Assigned task: Below are some records. Say how many of their lines contain the string "rough", and give nothing but the number.

[Dataset entries]
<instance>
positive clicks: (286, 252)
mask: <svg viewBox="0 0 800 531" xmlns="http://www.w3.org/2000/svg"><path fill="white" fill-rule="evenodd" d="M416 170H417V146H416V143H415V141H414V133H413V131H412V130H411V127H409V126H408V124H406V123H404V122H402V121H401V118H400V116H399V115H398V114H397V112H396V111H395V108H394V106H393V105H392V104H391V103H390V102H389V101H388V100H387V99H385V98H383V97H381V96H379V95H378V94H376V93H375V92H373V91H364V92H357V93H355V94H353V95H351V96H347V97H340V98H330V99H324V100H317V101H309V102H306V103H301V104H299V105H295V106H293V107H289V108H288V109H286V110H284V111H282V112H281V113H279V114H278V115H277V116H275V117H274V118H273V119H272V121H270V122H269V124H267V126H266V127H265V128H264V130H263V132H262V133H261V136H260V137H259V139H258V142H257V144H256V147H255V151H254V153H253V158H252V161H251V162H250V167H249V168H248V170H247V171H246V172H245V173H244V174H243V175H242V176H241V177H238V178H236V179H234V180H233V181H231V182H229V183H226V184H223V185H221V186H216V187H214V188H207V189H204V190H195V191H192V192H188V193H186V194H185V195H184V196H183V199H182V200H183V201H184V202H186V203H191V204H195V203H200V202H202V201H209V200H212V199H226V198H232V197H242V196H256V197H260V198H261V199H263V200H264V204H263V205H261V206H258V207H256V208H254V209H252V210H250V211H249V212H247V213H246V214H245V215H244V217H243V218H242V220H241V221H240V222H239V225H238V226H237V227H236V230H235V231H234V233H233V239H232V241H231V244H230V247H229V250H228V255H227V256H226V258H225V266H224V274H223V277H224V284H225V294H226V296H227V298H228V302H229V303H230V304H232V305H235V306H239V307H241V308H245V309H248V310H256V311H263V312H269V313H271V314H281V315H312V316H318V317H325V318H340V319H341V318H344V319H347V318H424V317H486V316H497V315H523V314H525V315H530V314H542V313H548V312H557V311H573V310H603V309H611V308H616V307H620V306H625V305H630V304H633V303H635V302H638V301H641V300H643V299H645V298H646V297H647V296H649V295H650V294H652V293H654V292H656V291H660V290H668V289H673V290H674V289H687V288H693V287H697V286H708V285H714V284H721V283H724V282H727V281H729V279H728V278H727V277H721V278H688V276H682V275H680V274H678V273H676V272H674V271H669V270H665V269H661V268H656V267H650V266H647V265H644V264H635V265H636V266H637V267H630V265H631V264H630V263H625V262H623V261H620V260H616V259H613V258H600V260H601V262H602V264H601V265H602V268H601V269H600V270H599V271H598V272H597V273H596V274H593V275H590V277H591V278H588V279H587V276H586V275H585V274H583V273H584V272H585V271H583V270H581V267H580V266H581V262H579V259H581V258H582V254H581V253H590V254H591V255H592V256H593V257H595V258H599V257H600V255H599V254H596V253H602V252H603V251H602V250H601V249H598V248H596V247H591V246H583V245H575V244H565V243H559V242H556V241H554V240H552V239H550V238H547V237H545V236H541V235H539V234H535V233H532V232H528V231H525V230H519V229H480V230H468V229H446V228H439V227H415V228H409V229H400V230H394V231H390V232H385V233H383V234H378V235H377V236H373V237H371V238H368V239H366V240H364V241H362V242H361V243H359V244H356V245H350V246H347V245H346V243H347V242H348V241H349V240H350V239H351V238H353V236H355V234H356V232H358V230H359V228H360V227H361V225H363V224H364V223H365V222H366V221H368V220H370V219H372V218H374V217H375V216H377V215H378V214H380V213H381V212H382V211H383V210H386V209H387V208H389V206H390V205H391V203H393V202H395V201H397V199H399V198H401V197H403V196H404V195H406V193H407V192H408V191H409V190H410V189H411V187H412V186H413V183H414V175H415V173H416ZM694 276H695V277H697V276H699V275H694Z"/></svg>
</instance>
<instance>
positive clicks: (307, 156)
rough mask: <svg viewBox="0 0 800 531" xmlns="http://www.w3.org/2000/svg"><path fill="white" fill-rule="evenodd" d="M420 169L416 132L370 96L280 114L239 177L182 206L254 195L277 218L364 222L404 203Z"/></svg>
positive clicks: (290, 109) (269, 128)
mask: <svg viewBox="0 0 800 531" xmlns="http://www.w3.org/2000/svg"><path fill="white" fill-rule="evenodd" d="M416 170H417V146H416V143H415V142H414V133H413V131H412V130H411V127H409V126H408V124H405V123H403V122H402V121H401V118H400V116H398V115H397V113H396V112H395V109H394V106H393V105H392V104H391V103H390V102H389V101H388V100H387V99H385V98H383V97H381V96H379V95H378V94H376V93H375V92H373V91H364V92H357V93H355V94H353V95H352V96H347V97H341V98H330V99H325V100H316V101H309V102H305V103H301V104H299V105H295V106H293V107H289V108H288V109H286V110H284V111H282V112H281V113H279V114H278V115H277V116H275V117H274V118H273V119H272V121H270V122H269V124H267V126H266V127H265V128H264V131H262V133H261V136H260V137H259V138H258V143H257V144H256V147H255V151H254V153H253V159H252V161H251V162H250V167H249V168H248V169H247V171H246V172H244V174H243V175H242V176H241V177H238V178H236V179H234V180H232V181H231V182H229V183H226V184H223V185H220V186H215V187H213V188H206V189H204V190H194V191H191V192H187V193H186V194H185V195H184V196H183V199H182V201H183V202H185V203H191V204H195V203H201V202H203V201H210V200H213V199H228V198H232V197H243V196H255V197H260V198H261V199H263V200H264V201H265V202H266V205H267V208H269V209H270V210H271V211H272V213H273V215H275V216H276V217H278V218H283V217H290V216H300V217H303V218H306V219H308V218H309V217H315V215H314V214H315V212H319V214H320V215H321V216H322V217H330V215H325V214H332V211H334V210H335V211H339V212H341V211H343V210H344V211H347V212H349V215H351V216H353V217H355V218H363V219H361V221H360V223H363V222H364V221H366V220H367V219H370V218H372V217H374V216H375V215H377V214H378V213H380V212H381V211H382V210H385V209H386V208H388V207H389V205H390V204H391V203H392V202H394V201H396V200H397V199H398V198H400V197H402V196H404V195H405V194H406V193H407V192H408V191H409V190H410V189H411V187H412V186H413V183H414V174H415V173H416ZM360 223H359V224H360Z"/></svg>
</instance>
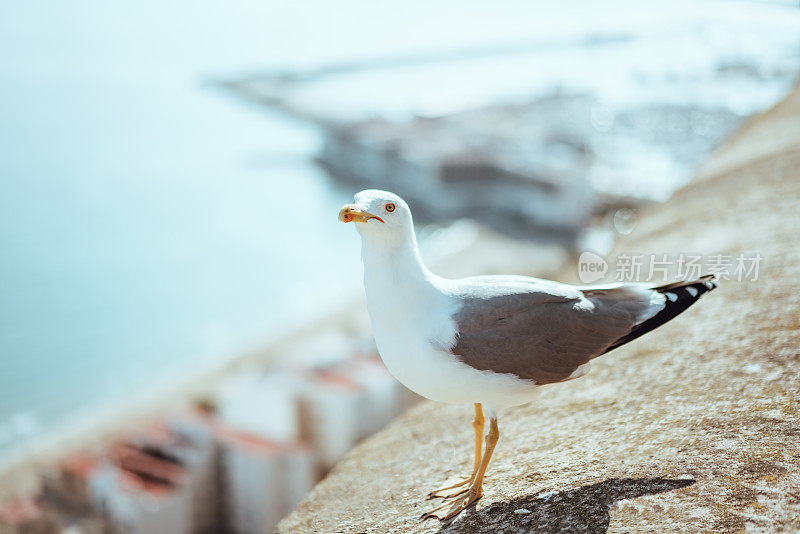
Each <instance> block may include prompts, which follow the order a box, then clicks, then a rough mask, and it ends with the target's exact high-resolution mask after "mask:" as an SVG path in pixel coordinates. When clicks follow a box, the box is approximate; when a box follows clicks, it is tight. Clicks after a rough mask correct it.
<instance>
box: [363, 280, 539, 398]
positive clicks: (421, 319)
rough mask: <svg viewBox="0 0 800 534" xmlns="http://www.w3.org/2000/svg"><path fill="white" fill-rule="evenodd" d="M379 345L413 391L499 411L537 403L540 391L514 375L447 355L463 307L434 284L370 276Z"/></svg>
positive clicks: (382, 354) (451, 354) (369, 292)
mask: <svg viewBox="0 0 800 534" xmlns="http://www.w3.org/2000/svg"><path fill="white" fill-rule="evenodd" d="M365 288H366V292H367V306H368V308H369V314H370V319H371V321H372V328H373V333H374V336H375V342H376V344H377V347H378V351H379V352H380V355H381V357H382V358H383V361H384V363H385V364H386V367H387V368H388V369H389V372H390V373H391V374H392V375H393V376H394V377H395V378H397V379H398V380H399V381H400V382H401V383H403V385H405V386H406V387H407V388H409V389H411V390H412V391H414V392H416V393H418V394H419V395H422V396H423V397H426V398H428V399H431V400H435V401H439V402H448V403H472V402H483V403H486V404H489V405H493V406H496V407H498V408H499V407H505V406H514V405H518V404H524V403H526V402H529V401H530V400H532V398H533V396H534V395H535V390H536V387H535V386H534V385H533V384H532V383H531V382H529V381H526V380H521V379H519V378H518V377H516V376H514V375H510V374H495V373H491V372H488V371H479V370H477V369H474V368H472V367H470V366H468V365H466V364H464V363H462V362H460V361H459V360H458V359H457V358H456V357H455V356H454V355H453V354H451V353H450V352H449V351H447V348H448V347H450V346H451V345H452V344H453V342H454V339H455V334H456V325H455V322H454V321H453V319H452V316H453V312H454V311H456V308H457V307H458V303H457V302H455V301H454V300H453V299H452V298H451V297H449V296H447V295H446V294H443V293H442V292H440V291H438V290H437V288H436V287H435V286H434V285H430V286H428V287H425V286H419V285H418V284H416V283H415V282H414V281H408V282H407V283H404V282H403V281H401V280H397V279H393V280H386V279H382V277H379V278H378V279H372V280H370V278H369V277H366V278H365Z"/></svg>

Solution: 3